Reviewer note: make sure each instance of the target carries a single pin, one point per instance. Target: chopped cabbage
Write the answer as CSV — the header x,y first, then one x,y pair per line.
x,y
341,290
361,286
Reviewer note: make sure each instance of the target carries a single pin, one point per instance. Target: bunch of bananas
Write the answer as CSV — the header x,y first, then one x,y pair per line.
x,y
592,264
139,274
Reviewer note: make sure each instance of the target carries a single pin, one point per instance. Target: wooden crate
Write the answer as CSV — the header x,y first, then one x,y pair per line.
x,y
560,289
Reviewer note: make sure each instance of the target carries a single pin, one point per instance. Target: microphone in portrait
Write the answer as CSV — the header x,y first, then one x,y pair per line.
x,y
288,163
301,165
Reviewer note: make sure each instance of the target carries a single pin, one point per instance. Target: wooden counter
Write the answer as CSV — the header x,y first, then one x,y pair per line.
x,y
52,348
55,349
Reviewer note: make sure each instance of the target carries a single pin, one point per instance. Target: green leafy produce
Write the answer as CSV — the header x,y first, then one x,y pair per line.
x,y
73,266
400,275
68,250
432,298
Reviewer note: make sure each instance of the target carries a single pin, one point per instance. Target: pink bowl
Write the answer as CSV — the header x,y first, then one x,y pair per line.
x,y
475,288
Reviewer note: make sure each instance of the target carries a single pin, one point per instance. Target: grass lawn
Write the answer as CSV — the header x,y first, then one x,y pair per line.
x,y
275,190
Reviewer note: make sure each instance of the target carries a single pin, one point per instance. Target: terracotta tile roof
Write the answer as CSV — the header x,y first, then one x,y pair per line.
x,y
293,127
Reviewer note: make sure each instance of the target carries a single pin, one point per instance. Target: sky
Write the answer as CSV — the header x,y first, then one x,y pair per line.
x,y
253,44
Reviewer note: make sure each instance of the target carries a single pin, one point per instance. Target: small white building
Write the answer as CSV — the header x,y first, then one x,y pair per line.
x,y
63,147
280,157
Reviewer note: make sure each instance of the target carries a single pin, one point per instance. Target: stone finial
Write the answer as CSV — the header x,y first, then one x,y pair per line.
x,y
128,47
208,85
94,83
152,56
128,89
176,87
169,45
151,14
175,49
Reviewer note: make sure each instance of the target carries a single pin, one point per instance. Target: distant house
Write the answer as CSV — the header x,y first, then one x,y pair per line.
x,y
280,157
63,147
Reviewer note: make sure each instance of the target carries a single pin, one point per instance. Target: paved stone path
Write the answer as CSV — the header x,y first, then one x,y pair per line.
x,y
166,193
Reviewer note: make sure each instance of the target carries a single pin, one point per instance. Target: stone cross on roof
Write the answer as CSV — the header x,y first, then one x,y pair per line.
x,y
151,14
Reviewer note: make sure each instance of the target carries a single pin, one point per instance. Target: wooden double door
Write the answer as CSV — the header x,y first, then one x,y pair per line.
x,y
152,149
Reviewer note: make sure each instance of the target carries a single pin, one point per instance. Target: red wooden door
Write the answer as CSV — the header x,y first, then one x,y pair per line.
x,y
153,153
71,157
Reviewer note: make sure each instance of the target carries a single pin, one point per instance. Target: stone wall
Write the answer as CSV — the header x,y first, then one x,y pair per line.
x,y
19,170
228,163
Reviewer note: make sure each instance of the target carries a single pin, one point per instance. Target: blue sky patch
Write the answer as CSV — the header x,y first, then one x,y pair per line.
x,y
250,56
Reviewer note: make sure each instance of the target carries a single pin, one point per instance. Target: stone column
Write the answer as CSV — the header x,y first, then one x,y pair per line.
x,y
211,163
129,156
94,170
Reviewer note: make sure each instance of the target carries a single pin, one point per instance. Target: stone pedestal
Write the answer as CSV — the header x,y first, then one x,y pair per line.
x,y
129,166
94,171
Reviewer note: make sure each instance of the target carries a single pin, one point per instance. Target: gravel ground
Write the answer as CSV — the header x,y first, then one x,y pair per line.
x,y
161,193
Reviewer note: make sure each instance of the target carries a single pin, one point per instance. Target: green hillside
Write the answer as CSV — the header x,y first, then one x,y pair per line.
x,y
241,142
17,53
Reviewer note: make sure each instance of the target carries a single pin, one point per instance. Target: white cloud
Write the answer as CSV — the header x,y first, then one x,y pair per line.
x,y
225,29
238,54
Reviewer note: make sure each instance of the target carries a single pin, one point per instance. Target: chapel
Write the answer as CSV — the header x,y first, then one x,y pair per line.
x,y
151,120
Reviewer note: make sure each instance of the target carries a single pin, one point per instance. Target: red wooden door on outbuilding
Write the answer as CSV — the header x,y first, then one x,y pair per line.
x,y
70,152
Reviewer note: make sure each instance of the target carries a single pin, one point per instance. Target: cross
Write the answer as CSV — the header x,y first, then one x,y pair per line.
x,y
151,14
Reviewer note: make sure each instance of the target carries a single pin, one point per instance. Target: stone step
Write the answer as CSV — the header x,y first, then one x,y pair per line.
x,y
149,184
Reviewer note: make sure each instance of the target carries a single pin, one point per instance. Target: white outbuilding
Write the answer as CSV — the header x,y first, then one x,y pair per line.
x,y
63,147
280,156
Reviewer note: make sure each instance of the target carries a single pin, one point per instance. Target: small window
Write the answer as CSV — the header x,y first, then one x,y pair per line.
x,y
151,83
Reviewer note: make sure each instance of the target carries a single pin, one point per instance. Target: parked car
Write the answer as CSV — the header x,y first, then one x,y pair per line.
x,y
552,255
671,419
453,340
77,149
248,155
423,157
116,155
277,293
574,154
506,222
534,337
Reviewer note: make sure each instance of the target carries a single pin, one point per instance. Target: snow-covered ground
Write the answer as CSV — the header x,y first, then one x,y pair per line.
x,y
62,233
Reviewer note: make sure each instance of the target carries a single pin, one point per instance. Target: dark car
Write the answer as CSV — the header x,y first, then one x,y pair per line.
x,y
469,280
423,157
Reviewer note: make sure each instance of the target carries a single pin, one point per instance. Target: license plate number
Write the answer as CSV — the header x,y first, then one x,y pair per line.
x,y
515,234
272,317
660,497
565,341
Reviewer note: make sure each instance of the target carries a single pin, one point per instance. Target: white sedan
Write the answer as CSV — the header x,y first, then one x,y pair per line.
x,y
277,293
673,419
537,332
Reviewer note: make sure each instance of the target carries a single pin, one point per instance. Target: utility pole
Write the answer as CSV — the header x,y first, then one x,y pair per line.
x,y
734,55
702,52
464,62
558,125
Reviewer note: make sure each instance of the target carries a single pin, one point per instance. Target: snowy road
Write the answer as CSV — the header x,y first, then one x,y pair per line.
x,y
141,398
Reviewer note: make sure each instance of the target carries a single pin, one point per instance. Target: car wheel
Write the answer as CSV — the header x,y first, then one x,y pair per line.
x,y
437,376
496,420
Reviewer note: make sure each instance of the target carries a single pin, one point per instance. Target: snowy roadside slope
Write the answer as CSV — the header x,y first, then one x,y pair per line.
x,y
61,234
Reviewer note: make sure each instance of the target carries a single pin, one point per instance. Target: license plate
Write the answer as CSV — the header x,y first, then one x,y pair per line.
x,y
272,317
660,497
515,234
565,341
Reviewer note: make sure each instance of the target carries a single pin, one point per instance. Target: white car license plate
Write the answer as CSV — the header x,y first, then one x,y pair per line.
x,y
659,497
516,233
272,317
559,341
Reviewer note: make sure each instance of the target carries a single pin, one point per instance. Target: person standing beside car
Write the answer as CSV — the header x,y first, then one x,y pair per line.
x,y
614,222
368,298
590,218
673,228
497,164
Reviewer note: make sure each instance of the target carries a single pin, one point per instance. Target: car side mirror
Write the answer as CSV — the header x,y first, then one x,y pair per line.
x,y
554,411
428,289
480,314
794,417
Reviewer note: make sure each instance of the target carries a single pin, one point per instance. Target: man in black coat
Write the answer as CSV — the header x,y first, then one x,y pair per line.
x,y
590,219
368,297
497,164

--

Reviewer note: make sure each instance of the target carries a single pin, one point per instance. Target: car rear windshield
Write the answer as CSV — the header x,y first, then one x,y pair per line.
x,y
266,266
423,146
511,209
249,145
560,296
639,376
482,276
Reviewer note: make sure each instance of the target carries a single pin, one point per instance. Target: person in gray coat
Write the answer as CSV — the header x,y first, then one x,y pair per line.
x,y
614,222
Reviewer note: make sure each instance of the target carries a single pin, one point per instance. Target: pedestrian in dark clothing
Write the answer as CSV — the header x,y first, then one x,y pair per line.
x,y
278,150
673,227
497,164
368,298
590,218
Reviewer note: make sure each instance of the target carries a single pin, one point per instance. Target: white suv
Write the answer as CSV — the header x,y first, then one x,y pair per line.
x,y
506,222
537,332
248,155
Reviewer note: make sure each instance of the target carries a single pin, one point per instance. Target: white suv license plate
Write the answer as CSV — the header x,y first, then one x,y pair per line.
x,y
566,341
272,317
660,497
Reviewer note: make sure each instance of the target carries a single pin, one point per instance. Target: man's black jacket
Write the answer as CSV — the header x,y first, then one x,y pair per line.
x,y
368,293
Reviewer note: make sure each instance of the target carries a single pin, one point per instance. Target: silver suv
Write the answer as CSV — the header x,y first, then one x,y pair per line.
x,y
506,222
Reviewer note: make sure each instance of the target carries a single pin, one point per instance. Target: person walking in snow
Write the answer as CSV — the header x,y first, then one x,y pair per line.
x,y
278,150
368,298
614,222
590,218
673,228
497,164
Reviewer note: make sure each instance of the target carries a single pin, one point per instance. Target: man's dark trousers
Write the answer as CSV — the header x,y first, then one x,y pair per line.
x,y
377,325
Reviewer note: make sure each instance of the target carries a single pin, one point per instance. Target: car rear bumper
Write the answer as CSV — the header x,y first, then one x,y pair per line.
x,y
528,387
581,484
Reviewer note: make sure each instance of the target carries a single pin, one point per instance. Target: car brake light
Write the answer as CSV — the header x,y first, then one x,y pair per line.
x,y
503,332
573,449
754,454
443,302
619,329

==

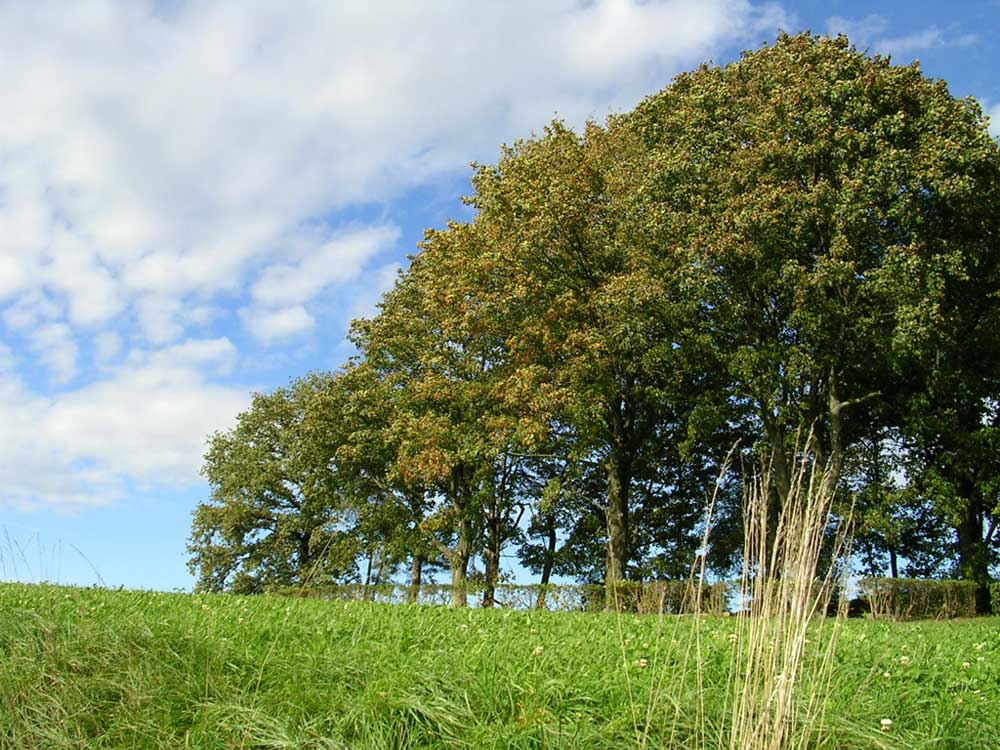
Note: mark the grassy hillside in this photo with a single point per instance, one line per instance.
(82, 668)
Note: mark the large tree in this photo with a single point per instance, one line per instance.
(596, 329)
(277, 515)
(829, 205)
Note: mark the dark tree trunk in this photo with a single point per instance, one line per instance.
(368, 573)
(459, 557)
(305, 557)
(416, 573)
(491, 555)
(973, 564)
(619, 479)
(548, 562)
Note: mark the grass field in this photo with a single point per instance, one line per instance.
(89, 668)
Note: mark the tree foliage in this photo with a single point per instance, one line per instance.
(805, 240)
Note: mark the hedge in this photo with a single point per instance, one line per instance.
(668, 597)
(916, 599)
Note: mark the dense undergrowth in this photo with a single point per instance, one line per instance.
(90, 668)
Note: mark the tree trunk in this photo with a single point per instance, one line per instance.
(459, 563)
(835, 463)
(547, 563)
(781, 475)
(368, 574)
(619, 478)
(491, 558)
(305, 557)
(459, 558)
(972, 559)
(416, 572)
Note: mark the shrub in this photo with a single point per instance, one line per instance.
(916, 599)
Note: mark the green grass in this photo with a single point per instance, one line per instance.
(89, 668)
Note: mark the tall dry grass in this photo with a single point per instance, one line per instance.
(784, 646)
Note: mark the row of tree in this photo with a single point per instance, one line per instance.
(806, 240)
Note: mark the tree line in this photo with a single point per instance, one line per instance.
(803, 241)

_What is expected:_
Scan the material above for the string "license" and copy every line that has it.

_Solution to the exercise:_
Reviewer note: make sure each instance of the target carries a single pin, one point per instance. Target: license plate number
Reviewer note: make sure each instance of the target carries a single pin, one point per instance. Target: license plate
Reviewer note: make sure each instance of the target carries a single pin, one point per instance. Target: white car license plate
Reviewer note: make sure each instance of the target carries a single pin, one point per instance. Target: white suv license plate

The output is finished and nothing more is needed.